Vakantie

Even eruit. Rondje rijden door Duitsland. Dat doe ik af en toe. Paar uurtjes genieten. Ik kies een rustig tijdstip aan het begin van de ochtend. Je mag er wat harder dan de hier geldende maximumsnelheid. Dat is leuk.
Op een zeker moment zei iets of iemand me dat het niet klopte. In de verte gebeurde het. Er was eigenlijk niets te zien en toch was het er. Intuïtief ging ik naar rechts en langzamer rijden.
Even later werd het duidelijk. Op de linker rijbaan lag een fietsendrager met twee fietsen erop. Kippenvel op armen en benen. Ik had er ook met 150 km/u tegenaan kunnen rijden. Dan loopt het niet goed af.
Pluk de dag. Ik pluk er elke dag een. Krijg ik met succes een nieuwe nier en dan maakt een slordig bevestigde fietsendrager een einde aan m’n leven. Ik ben me bewust van mijn sterfelijkheid. Nierfalen en ander ongemak hebben me dat bijgebracht. Ik word natuurlijk ook wat ouder?.

Ik ben nog lang niet oud genoeg. En wat is oud genoeg? En waarvoor? Leeftijd is niet bepalend voor wat ik denk en doe. Het is een rare zelfopgelegde beperking als je jezelf ergens te oud voor vindt. Je struikelt over de mensen die op basis van hun leeftijd gaan voor een auto ‘met hoge instap’. Van de uitdrukking alleen al krijg ik last van mijn rug. Kom op zeg. Denk liever in mogelijkheden. Dat zegt niet dat alles moet. Wel dat het kan. Dat het mag van jezelf.

**Opdracht:**
Schrijf uit de tekst over de rit door Duitsland woord voor woord over van "Op een zeker" tot en met "en langzamer rijden.". De regels die hierna volgen, heb je niet nodig.

**Vermelde regels:**
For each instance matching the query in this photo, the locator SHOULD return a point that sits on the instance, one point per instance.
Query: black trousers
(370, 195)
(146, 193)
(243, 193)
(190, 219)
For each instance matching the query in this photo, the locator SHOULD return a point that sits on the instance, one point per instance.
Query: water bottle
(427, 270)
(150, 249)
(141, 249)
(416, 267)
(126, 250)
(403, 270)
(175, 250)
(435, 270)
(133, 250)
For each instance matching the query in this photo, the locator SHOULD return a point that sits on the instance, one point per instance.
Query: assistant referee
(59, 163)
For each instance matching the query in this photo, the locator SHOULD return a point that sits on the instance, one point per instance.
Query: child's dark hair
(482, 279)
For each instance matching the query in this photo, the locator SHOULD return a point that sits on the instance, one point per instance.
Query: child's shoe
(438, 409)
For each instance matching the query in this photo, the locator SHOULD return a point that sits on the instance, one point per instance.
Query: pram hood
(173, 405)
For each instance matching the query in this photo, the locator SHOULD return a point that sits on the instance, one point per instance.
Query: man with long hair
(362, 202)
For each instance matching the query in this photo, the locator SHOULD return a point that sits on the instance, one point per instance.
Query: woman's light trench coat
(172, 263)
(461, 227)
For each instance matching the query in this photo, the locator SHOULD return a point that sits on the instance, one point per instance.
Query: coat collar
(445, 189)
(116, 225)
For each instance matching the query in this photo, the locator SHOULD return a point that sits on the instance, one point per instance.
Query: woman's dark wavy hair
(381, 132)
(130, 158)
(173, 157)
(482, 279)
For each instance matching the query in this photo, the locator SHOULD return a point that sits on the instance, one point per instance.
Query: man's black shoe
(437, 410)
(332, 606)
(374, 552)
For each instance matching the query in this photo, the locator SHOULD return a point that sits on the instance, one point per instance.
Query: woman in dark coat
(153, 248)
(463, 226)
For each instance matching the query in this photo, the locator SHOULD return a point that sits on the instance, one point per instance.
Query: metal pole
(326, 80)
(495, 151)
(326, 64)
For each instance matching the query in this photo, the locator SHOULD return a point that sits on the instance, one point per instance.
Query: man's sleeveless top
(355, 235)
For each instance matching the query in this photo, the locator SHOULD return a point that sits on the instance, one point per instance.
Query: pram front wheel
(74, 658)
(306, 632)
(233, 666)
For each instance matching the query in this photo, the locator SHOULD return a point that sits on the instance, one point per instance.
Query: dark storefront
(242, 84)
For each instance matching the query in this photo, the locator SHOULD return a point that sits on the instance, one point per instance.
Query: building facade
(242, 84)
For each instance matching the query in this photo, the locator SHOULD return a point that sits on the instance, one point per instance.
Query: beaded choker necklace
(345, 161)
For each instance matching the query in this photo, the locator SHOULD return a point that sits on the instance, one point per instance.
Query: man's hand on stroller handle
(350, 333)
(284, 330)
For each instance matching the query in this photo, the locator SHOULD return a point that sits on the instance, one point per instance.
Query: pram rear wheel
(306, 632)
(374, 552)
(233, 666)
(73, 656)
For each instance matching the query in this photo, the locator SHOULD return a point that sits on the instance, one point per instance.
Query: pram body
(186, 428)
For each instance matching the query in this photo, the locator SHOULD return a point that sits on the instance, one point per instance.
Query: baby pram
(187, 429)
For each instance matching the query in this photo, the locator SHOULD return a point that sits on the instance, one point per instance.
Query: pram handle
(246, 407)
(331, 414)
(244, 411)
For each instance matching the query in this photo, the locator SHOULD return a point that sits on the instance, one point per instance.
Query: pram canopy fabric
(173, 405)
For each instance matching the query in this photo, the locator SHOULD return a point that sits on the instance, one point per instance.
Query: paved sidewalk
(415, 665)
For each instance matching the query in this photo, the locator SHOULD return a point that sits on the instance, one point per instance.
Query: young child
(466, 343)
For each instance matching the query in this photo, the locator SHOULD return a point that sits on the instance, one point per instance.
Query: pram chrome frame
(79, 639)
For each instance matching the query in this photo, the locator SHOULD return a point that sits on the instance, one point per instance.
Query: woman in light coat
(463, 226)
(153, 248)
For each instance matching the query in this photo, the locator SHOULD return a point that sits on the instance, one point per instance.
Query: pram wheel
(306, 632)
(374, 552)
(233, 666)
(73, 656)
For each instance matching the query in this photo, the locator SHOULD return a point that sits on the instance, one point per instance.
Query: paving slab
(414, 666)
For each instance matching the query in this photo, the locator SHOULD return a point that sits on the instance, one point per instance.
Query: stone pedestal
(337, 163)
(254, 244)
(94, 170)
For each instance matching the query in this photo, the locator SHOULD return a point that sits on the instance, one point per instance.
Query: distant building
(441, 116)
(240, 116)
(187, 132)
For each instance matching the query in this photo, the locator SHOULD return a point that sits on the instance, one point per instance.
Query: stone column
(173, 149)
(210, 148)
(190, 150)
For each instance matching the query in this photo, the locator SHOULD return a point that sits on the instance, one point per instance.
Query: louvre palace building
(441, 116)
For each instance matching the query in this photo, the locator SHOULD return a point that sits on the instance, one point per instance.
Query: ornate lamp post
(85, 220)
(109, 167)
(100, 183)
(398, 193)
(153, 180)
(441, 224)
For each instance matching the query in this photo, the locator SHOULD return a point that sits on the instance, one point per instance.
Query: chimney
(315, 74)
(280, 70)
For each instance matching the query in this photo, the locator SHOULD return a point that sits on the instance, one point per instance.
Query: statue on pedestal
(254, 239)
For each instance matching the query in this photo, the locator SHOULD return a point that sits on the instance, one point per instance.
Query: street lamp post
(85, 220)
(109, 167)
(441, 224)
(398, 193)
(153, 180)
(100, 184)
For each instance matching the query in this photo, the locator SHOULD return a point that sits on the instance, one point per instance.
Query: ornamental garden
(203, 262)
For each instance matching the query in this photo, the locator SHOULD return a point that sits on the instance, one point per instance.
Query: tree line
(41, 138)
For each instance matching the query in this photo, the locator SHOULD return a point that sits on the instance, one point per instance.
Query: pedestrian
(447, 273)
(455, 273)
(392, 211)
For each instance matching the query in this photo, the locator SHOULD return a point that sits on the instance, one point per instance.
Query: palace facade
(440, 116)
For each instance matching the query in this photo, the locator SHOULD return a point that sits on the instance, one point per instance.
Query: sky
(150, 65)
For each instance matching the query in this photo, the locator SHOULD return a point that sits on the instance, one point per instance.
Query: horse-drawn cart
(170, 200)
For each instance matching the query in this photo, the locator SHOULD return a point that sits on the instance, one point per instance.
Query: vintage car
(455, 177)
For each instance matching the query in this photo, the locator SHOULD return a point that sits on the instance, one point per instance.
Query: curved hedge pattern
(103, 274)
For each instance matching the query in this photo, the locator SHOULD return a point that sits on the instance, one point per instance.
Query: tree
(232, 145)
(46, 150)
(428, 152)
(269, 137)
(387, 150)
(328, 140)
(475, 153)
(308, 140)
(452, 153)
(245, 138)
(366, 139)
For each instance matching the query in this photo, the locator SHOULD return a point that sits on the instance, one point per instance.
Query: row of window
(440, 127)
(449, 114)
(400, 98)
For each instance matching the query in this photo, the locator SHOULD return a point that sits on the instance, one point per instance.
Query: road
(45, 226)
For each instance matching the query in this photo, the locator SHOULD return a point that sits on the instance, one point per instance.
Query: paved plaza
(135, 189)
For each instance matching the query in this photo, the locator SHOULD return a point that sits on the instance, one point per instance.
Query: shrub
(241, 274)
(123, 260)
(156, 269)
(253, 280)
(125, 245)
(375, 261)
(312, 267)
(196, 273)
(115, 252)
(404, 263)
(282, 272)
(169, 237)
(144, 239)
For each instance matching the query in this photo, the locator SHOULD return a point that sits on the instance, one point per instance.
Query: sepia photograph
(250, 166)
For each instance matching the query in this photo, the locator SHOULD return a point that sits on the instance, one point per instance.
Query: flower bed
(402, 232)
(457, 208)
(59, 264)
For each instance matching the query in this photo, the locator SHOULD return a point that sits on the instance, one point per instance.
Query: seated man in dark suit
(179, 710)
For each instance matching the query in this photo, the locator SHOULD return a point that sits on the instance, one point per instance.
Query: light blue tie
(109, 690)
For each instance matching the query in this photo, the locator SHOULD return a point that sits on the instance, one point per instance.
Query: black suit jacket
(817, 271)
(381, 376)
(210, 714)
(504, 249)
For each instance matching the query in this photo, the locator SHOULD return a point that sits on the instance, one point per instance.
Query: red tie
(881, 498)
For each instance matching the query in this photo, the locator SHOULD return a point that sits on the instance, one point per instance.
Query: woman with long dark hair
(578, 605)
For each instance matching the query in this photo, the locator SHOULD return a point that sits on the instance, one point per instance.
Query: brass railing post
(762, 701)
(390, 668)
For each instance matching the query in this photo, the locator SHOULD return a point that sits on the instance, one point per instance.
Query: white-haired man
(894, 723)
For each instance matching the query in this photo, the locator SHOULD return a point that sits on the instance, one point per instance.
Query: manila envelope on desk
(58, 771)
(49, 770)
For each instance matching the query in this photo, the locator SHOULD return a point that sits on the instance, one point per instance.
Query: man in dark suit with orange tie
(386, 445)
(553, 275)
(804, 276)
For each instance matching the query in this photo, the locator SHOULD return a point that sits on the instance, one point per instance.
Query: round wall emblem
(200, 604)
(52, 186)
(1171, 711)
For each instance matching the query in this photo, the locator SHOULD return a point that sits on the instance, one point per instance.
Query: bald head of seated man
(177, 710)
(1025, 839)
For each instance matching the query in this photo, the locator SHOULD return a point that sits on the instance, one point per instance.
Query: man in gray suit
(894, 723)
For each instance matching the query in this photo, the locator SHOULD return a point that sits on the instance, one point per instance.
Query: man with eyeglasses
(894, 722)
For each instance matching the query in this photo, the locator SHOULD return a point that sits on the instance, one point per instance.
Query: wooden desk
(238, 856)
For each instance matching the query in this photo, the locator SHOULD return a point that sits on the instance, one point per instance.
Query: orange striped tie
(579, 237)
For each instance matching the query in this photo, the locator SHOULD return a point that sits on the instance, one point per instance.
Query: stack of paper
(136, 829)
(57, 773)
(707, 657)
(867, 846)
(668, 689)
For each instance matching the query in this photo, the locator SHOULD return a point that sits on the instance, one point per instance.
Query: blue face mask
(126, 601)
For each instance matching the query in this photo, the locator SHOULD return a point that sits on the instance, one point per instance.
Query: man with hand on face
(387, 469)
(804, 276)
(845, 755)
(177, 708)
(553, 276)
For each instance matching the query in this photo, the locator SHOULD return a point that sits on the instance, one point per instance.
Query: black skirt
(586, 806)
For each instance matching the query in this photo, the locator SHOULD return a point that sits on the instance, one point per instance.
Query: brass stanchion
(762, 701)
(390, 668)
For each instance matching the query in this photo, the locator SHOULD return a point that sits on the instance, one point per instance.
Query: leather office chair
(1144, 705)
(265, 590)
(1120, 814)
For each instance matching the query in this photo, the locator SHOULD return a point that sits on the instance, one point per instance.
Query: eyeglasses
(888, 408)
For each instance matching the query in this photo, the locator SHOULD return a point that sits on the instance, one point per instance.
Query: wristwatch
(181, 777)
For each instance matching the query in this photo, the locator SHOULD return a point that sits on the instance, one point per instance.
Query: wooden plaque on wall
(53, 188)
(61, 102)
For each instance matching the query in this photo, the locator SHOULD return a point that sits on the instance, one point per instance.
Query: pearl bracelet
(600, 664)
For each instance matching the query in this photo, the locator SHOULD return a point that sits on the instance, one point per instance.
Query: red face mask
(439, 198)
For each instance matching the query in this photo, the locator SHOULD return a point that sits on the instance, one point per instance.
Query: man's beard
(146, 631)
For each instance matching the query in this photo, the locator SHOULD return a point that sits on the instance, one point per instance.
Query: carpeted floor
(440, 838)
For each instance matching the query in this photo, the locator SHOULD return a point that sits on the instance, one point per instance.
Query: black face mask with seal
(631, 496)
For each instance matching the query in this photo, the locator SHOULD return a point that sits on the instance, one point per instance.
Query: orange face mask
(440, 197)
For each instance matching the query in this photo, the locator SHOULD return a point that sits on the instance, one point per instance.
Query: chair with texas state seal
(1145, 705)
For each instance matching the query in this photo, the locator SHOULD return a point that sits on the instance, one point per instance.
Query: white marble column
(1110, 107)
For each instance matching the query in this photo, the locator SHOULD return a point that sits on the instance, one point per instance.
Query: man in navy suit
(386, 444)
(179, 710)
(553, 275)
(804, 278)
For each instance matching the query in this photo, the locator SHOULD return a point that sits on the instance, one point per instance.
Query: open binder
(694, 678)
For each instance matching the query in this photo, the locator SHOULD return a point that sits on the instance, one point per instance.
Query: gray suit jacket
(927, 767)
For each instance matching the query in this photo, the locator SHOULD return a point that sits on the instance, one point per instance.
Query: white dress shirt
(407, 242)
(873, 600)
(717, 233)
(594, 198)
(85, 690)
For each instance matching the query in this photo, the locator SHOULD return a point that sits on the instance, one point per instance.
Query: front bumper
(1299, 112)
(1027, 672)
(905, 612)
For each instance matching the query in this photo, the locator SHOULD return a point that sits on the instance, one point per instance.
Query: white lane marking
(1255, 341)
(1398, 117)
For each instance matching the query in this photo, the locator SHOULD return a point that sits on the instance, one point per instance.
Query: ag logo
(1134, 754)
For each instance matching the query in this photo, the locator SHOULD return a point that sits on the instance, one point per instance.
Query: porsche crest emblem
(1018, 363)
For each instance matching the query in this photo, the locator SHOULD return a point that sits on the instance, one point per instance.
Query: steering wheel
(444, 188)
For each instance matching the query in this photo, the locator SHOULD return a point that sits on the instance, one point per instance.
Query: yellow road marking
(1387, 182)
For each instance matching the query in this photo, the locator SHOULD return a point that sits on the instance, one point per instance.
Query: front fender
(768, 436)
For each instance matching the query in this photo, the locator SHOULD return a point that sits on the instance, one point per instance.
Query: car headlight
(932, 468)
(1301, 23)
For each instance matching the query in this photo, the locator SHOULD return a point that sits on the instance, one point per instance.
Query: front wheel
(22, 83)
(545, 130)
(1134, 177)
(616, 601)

**Antwoord:**
Op een zeker moment zei iets of iemand me dat het niet klopte. In de verte gebeurde het. Er was eigenlijk niets te zien en toch was het er. Intuïtief ging ik naar rechts en langzamer rijden.